Available data =
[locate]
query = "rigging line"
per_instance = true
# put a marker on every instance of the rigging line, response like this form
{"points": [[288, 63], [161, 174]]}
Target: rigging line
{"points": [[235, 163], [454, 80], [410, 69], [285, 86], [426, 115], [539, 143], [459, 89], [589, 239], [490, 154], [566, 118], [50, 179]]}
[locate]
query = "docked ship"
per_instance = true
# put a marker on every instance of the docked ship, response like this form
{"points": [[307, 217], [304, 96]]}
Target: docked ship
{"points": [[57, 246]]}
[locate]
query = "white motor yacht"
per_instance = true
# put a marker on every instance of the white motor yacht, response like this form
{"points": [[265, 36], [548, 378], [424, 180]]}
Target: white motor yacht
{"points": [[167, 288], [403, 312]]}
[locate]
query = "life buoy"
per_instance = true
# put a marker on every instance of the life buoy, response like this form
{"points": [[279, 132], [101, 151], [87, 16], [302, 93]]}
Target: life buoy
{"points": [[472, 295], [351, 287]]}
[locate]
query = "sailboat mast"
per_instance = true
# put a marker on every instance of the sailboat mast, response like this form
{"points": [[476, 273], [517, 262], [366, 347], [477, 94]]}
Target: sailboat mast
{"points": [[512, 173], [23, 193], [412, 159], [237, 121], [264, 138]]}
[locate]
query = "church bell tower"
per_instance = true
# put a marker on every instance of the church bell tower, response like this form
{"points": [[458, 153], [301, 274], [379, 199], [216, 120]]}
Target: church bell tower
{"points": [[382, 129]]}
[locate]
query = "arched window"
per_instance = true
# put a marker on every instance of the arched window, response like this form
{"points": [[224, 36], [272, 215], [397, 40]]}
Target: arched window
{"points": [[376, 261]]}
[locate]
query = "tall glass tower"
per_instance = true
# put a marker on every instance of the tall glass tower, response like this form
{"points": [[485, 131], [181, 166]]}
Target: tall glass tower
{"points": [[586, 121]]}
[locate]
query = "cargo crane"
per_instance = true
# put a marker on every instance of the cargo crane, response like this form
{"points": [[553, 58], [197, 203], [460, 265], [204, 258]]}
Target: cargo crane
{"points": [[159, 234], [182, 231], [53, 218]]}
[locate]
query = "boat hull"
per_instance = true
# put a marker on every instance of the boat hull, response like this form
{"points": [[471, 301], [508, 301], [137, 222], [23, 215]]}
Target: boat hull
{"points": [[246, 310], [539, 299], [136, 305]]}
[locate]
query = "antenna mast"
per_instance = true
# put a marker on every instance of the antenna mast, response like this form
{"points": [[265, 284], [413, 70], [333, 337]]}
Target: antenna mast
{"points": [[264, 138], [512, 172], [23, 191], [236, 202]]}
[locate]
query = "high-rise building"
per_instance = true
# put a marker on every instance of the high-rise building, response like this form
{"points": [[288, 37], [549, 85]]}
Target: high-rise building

What is required = Copy all lines from the material that hold "high".

Output for this task =
query = "high-rise building"
# put a marker on every instance of the high-rise building, response like this form
Target: high-rise building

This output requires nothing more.